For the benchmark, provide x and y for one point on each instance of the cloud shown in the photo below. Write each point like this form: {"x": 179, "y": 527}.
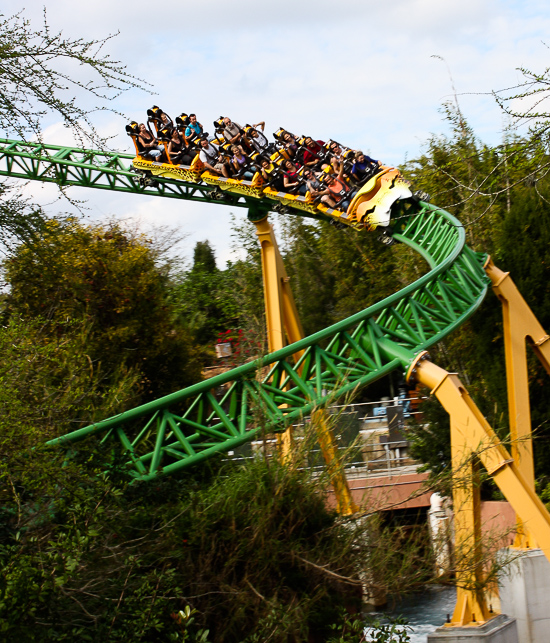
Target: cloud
{"x": 359, "y": 71}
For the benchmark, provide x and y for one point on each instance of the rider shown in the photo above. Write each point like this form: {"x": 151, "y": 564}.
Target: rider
{"x": 312, "y": 153}
{"x": 148, "y": 143}
{"x": 363, "y": 167}
{"x": 232, "y": 131}
{"x": 211, "y": 158}
{"x": 193, "y": 128}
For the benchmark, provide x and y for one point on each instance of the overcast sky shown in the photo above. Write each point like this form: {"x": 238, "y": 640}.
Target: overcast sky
{"x": 372, "y": 75}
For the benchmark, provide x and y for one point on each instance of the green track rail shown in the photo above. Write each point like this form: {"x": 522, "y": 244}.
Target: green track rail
{"x": 271, "y": 393}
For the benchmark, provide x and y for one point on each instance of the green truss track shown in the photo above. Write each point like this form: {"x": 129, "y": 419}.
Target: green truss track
{"x": 271, "y": 393}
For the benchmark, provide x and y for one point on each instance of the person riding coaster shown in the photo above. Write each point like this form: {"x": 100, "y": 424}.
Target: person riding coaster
{"x": 343, "y": 198}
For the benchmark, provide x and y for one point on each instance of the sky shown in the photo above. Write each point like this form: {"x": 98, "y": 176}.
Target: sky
{"x": 371, "y": 75}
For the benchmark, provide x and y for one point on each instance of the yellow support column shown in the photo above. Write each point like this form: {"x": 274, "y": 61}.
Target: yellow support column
{"x": 344, "y": 501}
{"x": 520, "y": 326}
{"x": 281, "y": 314}
{"x": 282, "y": 322}
{"x": 472, "y": 436}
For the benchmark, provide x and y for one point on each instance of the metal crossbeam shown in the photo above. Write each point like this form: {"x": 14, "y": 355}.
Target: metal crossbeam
{"x": 184, "y": 428}
{"x": 96, "y": 169}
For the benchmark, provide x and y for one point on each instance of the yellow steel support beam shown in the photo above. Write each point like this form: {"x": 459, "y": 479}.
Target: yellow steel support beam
{"x": 471, "y": 436}
{"x": 281, "y": 314}
{"x": 283, "y": 322}
{"x": 520, "y": 326}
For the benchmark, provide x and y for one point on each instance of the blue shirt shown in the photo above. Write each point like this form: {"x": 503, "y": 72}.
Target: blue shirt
{"x": 192, "y": 128}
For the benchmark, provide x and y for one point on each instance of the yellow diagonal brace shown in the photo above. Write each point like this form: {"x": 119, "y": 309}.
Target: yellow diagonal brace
{"x": 520, "y": 326}
{"x": 471, "y": 436}
{"x": 281, "y": 315}
{"x": 283, "y": 322}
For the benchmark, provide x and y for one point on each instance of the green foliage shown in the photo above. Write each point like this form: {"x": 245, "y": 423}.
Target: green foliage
{"x": 204, "y": 299}
{"x": 500, "y": 194}
{"x": 116, "y": 284}
{"x": 356, "y": 630}
{"x": 91, "y": 558}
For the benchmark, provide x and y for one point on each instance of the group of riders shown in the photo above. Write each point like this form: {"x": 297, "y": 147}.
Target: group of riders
{"x": 327, "y": 172}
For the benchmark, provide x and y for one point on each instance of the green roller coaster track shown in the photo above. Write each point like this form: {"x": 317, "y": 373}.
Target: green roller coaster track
{"x": 271, "y": 393}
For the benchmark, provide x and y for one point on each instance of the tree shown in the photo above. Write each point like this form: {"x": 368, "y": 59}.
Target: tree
{"x": 34, "y": 85}
{"x": 117, "y": 283}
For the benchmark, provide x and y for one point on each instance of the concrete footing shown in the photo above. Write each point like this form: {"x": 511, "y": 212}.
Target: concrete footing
{"x": 501, "y": 629}
{"x": 525, "y": 595}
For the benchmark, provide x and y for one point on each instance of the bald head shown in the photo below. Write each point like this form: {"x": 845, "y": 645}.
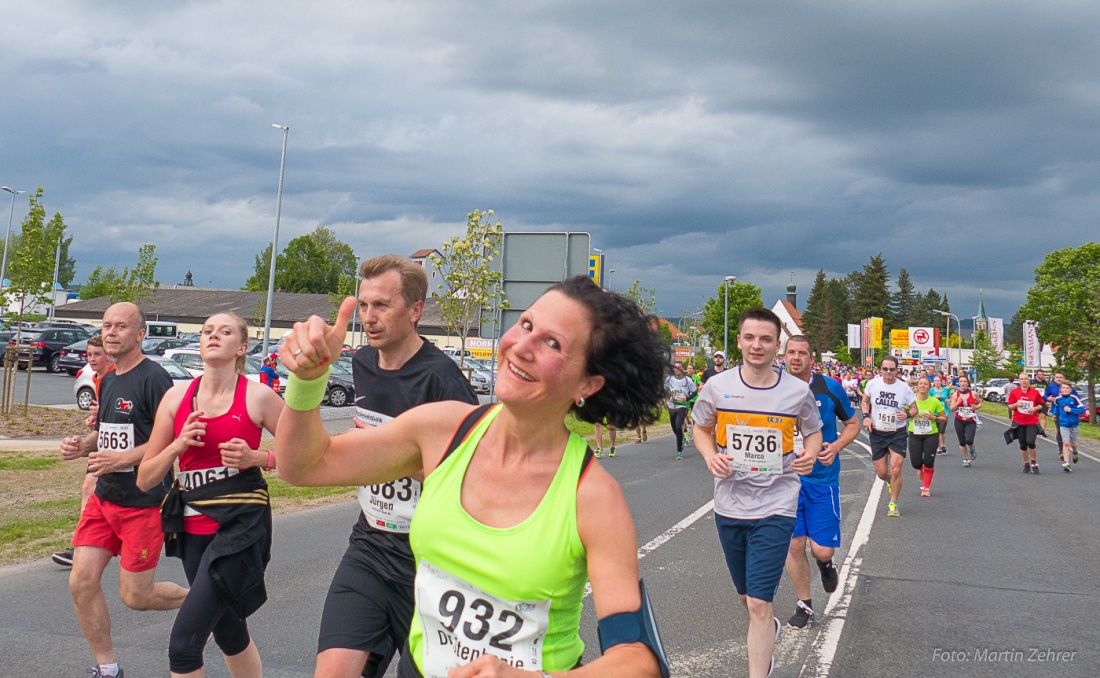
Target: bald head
{"x": 123, "y": 329}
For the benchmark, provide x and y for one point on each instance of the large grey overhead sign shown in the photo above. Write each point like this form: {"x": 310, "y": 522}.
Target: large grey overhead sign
{"x": 531, "y": 263}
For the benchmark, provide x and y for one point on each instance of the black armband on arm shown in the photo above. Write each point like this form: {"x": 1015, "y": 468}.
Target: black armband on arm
{"x": 637, "y": 626}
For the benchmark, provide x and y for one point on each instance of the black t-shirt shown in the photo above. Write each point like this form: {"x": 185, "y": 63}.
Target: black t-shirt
{"x": 127, "y": 409}
{"x": 429, "y": 376}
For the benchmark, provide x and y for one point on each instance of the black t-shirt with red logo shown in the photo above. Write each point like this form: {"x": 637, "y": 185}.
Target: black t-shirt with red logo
{"x": 127, "y": 409}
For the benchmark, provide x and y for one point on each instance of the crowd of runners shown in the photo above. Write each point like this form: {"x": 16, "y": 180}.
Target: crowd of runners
{"x": 481, "y": 526}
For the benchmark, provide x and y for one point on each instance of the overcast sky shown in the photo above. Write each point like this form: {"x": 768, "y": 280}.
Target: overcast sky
{"x": 692, "y": 140}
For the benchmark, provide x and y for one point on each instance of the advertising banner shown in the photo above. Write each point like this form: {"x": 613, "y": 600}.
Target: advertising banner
{"x": 1033, "y": 348}
{"x": 899, "y": 338}
{"x": 876, "y": 332}
{"x": 997, "y": 332}
{"x": 922, "y": 338}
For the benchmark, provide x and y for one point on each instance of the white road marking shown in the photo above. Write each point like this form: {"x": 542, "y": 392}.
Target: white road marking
{"x": 836, "y": 611}
{"x": 668, "y": 534}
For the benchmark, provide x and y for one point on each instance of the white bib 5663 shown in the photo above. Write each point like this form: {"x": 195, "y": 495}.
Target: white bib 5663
{"x": 755, "y": 449}
{"x": 387, "y": 506}
{"x": 117, "y": 438}
{"x": 462, "y": 622}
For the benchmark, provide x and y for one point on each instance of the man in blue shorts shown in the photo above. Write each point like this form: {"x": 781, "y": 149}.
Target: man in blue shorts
{"x": 818, "y": 515}
{"x": 746, "y": 419}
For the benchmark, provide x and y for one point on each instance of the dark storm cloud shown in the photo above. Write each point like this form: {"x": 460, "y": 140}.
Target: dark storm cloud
{"x": 692, "y": 140}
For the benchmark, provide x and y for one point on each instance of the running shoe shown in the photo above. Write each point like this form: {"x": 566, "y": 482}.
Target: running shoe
{"x": 802, "y": 618}
{"x": 829, "y": 577}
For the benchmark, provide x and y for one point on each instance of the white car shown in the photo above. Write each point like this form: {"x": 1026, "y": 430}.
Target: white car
{"x": 84, "y": 389}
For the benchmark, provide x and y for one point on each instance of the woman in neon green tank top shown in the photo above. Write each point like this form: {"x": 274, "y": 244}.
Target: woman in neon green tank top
{"x": 512, "y": 521}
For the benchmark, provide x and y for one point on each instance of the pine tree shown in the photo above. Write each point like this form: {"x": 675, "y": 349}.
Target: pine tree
{"x": 870, "y": 297}
{"x": 901, "y": 303}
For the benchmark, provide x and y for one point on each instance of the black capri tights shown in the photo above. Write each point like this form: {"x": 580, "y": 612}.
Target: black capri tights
{"x": 201, "y": 613}
{"x": 966, "y": 429}
{"x": 1029, "y": 434}
{"x": 677, "y": 417}
{"x": 922, "y": 450}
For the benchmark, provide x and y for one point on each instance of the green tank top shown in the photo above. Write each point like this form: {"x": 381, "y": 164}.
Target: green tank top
{"x": 514, "y": 592}
{"x": 930, "y": 404}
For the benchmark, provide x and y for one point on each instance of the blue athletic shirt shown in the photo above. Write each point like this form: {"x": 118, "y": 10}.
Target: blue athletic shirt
{"x": 818, "y": 384}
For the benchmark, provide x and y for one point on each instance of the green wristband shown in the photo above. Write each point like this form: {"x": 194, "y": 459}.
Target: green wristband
{"x": 304, "y": 395}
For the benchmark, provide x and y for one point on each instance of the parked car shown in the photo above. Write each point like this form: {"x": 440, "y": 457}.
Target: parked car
{"x": 341, "y": 387}
{"x": 74, "y": 357}
{"x": 84, "y": 387}
{"x": 160, "y": 345}
{"x": 481, "y": 380}
{"x": 47, "y": 343}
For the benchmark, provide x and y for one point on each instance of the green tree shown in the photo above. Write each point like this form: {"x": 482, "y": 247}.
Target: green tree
{"x": 901, "y": 302}
{"x": 870, "y": 297}
{"x": 1065, "y": 301}
{"x": 261, "y": 273}
{"x": 31, "y": 264}
{"x": 471, "y": 292}
{"x": 645, "y": 297}
{"x": 741, "y": 296}
{"x": 315, "y": 263}
{"x": 132, "y": 285}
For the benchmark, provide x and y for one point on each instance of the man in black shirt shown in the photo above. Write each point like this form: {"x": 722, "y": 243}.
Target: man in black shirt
{"x": 369, "y": 607}
{"x": 120, "y": 520}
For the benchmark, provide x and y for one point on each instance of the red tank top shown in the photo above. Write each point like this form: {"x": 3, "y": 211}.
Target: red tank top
{"x": 966, "y": 400}
{"x": 233, "y": 424}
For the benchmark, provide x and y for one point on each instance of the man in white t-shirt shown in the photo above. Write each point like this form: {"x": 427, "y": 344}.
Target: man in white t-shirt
{"x": 746, "y": 419}
{"x": 888, "y": 403}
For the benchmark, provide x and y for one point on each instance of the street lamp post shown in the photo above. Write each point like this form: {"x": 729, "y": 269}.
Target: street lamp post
{"x": 7, "y": 240}
{"x": 725, "y": 326}
{"x": 959, "y": 325}
{"x": 57, "y": 268}
{"x": 278, "y": 215}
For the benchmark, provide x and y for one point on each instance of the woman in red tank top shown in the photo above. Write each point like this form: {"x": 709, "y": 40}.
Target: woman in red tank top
{"x": 212, "y": 426}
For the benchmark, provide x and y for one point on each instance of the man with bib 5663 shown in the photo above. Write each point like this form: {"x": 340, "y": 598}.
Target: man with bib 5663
{"x": 746, "y": 420}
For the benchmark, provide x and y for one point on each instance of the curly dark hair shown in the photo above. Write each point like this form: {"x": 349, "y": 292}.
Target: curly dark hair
{"x": 625, "y": 349}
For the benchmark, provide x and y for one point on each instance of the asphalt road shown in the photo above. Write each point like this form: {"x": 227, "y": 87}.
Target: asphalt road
{"x": 989, "y": 577}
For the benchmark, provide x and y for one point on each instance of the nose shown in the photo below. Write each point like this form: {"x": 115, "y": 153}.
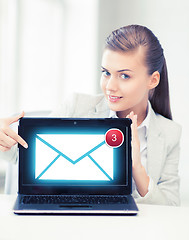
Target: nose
{"x": 111, "y": 84}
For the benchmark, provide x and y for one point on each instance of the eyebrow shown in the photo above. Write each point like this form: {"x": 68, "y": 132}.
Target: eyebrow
{"x": 118, "y": 70}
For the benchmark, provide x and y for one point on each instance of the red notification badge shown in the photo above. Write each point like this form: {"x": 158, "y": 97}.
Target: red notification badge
{"x": 114, "y": 137}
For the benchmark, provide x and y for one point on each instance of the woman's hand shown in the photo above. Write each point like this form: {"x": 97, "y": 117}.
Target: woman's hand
{"x": 136, "y": 159}
{"x": 8, "y": 137}
{"x": 138, "y": 171}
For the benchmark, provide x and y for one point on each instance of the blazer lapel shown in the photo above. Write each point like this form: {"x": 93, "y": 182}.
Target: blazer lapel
{"x": 155, "y": 148}
{"x": 155, "y": 139}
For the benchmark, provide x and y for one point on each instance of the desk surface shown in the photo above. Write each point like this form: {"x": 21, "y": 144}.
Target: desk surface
{"x": 152, "y": 222}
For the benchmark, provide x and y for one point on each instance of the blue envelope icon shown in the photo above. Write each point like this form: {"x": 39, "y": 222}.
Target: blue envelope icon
{"x": 73, "y": 157}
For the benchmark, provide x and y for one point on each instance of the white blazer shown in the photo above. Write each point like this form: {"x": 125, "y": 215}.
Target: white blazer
{"x": 163, "y": 146}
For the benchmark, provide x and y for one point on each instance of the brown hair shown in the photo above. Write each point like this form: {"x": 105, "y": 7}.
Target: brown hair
{"x": 130, "y": 38}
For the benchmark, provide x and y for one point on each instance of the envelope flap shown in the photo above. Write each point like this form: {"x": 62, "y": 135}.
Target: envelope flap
{"x": 73, "y": 146}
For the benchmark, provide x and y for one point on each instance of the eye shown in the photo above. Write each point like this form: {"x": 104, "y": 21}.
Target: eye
{"x": 125, "y": 76}
{"x": 105, "y": 73}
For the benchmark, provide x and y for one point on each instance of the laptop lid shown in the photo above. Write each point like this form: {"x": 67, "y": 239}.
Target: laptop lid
{"x": 75, "y": 156}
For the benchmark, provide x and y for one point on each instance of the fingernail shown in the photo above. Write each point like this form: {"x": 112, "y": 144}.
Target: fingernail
{"x": 26, "y": 145}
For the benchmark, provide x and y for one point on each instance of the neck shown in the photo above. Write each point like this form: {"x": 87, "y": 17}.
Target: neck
{"x": 140, "y": 110}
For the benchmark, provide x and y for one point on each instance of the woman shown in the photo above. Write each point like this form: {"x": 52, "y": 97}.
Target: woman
{"x": 134, "y": 82}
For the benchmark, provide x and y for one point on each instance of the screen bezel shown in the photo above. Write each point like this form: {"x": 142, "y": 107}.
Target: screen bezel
{"x": 93, "y": 190}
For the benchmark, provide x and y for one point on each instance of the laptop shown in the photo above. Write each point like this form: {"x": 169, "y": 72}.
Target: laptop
{"x": 75, "y": 166}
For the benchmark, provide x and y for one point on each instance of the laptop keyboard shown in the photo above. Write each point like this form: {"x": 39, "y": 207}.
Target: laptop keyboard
{"x": 58, "y": 199}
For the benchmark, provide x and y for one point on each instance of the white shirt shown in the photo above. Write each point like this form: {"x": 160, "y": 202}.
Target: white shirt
{"x": 142, "y": 134}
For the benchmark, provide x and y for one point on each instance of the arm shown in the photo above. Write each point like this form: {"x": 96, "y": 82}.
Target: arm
{"x": 166, "y": 191}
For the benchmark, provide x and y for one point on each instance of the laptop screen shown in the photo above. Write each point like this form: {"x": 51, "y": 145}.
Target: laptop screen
{"x": 74, "y": 155}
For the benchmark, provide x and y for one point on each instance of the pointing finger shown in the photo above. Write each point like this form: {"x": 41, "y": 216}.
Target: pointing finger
{"x": 15, "y": 118}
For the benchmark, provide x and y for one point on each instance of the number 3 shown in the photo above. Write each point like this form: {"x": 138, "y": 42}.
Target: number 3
{"x": 114, "y": 139}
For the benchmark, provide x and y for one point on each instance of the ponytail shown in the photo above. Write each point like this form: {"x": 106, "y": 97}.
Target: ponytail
{"x": 159, "y": 97}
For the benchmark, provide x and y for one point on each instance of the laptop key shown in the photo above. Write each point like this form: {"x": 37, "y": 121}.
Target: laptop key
{"x": 76, "y": 199}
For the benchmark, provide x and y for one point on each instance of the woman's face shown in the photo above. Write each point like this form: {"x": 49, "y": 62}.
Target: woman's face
{"x": 125, "y": 79}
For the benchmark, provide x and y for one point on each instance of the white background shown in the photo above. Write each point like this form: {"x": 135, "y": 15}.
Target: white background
{"x": 49, "y": 48}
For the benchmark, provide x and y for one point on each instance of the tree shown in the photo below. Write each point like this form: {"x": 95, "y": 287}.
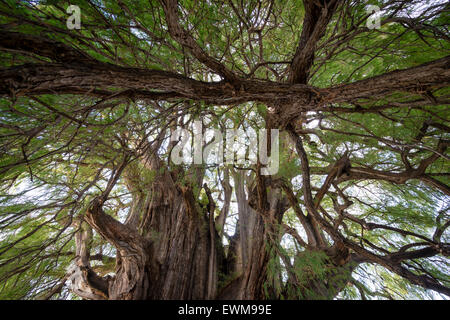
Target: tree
{"x": 92, "y": 206}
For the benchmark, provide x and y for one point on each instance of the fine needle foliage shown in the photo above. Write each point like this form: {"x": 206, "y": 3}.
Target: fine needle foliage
{"x": 93, "y": 207}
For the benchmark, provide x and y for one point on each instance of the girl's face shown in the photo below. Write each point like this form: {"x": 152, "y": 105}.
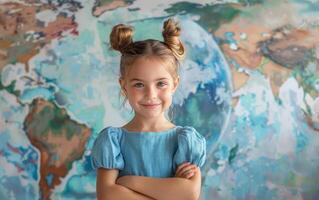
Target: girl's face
{"x": 149, "y": 87}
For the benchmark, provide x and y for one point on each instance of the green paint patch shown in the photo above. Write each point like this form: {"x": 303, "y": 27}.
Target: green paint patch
{"x": 10, "y": 88}
{"x": 251, "y": 2}
{"x": 233, "y": 153}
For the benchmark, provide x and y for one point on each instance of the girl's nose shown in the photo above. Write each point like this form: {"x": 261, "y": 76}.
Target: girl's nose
{"x": 151, "y": 92}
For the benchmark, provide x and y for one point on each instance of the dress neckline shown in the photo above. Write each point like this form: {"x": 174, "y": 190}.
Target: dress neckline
{"x": 150, "y": 132}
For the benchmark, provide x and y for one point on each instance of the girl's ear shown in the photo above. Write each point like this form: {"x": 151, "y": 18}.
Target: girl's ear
{"x": 176, "y": 83}
{"x": 122, "y": 84}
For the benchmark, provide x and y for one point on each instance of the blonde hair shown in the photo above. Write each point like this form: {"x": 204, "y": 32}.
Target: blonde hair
{"x": 170, "y": 51}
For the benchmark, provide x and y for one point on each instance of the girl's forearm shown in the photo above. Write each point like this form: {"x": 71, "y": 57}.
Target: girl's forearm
{"x": 119, "y": 192}
{"x": 162, "y": 188}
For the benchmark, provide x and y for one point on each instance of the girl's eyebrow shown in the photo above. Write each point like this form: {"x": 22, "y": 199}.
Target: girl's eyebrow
{"x": 136, "y": 79}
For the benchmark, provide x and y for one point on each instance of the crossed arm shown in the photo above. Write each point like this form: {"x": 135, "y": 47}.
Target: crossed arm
{"x": 146, "y": 188}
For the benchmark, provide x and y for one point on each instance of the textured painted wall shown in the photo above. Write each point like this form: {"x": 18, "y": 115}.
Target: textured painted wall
{"x": 249, "y": 84}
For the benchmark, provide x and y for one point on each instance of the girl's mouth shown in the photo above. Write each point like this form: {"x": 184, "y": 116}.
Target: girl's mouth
{"x": 150, "y": 106}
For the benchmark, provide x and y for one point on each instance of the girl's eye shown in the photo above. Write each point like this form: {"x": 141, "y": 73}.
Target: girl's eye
{"x": 138, "y": 85}
{"x": 161, "y": 84}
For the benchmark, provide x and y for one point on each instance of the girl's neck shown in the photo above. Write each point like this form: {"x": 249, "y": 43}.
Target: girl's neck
{"x": 139, "y": 123}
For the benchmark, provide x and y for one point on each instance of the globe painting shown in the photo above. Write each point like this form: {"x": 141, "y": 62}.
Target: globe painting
{"x": 249, "y": 84}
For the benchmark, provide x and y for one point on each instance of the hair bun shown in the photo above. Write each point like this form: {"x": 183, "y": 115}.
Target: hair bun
{"x": 171, "y": 33}
{"x": 121, "y": 37}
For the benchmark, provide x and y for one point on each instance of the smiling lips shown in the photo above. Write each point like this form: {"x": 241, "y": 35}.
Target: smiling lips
{"x": 150, "y": 106}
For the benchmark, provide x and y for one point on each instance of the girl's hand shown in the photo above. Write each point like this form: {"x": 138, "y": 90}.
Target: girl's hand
{"x": 186, "y": 170}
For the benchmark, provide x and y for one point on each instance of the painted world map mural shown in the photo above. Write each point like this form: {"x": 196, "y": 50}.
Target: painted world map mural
{"x": 249, "y": 84}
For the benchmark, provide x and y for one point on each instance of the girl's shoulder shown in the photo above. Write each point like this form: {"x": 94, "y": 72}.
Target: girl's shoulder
{"x": 188, "y": 131}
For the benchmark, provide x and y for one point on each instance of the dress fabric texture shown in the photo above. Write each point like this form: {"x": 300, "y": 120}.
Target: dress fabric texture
{"x": 152, "y": 154}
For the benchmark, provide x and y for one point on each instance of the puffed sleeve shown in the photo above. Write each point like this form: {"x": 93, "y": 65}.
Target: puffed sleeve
{"x": 191, "y": 147}
{"x": 106, "y": 151}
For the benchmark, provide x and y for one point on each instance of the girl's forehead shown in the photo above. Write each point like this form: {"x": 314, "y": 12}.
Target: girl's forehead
{"x": 148, "y": 69}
------------------------------------------------------------------------
Reproduce the lines word for word, starting at the one holding "the dress fabric" and ending at the final line of the material above.

For the benchmark, provide x and y for one point on each instance of the dress fabric texture shown in the photo above. Write each point like this form: {"x": 300, "y": 120}.
Target: dress fabric texture
{"x": 152, "y": 154}
For the benchmark, provide x and y for one point on each instance of the puffed sleeve shown in the photo above. Write each point like this form: {"x": 93, "y": 65}.
Target: puffed sleeve
{"x": 191, "y": 147}
{"x": 106, "y": 151}
For the benchmark, provide x and y for one point on each instance of the girl's forehead shown in the photo above. Write each point like this form: {"x": 314, "y": 12}.
Target: girl's forehead
{"x": 148, "y": 69}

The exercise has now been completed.